TASK DIRECTIONS
Where does the word "below" show up in the data? Please find each such line and copy it.
##### RECORDS SUPPLIED
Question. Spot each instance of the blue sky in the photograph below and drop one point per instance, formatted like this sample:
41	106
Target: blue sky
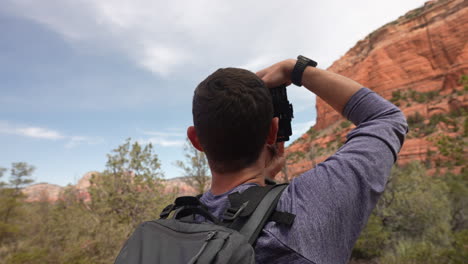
78	77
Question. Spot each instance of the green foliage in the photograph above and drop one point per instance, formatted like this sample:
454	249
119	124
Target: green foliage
296	156
196	170
75	230
11	199
413	220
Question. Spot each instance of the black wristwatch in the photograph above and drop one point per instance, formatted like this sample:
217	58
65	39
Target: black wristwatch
298	71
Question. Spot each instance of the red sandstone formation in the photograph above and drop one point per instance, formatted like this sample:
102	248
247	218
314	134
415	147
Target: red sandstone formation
42	192
425	50
51	192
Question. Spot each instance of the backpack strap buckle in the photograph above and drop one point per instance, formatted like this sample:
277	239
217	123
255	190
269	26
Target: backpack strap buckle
232	213
166	211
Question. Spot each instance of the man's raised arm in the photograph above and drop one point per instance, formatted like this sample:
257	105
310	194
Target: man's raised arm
333	88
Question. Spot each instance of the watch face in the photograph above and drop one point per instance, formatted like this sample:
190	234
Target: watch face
307	61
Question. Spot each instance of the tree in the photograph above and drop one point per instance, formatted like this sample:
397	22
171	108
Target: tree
196	170
11	197
411	222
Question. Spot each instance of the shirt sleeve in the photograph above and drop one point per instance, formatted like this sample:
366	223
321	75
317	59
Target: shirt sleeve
333	201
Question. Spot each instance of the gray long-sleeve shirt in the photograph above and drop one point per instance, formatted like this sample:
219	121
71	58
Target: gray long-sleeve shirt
333	201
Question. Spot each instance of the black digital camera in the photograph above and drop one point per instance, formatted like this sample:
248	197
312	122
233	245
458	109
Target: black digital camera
283	110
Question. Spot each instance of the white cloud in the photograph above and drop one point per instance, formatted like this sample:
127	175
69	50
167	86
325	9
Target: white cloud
74	141
166	36
161	141
174	138
45	133
175	133
301	128
33	132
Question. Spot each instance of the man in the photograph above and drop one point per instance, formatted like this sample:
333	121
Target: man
233	125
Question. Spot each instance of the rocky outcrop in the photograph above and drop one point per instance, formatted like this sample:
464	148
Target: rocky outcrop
416	62
42	192
51	192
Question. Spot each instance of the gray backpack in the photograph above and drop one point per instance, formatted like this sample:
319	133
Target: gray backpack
193	235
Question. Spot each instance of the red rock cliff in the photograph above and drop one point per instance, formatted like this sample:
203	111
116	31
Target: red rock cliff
416	62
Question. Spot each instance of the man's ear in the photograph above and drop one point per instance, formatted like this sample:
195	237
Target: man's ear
192	135
273	131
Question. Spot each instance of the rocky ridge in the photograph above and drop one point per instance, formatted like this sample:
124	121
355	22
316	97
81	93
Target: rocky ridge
418	62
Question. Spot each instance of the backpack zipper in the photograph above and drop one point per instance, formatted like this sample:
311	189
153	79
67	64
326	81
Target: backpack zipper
209	237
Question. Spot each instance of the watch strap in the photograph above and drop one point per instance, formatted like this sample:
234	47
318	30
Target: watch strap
301	63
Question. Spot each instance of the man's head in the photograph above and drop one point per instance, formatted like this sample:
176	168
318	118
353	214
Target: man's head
232	115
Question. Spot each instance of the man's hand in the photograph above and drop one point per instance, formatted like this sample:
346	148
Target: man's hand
277	74
276	161
333	88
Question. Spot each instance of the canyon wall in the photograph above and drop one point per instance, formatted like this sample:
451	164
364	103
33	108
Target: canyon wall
417	62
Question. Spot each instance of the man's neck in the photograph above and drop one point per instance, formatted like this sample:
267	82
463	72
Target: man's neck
223	182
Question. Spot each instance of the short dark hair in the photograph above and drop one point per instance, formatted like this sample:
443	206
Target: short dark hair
232	113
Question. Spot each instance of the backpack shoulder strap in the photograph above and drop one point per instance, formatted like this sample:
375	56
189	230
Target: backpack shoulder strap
251	209
254	225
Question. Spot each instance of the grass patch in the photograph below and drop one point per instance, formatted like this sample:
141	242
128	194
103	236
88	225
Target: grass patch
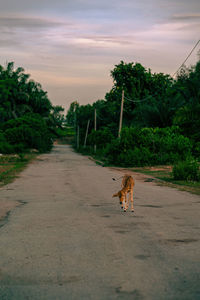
164	174
12	165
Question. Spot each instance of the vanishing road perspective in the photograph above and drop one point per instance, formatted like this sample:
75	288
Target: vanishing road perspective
69	239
##########
ANSWER TO THE EXERCISE
Question. Spot each instance of the blue sky in the photograph below and drop one point per instance, formatted like this sample:
Question. Spot each instance of the grass patch in the photograph below and drop one point per instance, formatted like this sample:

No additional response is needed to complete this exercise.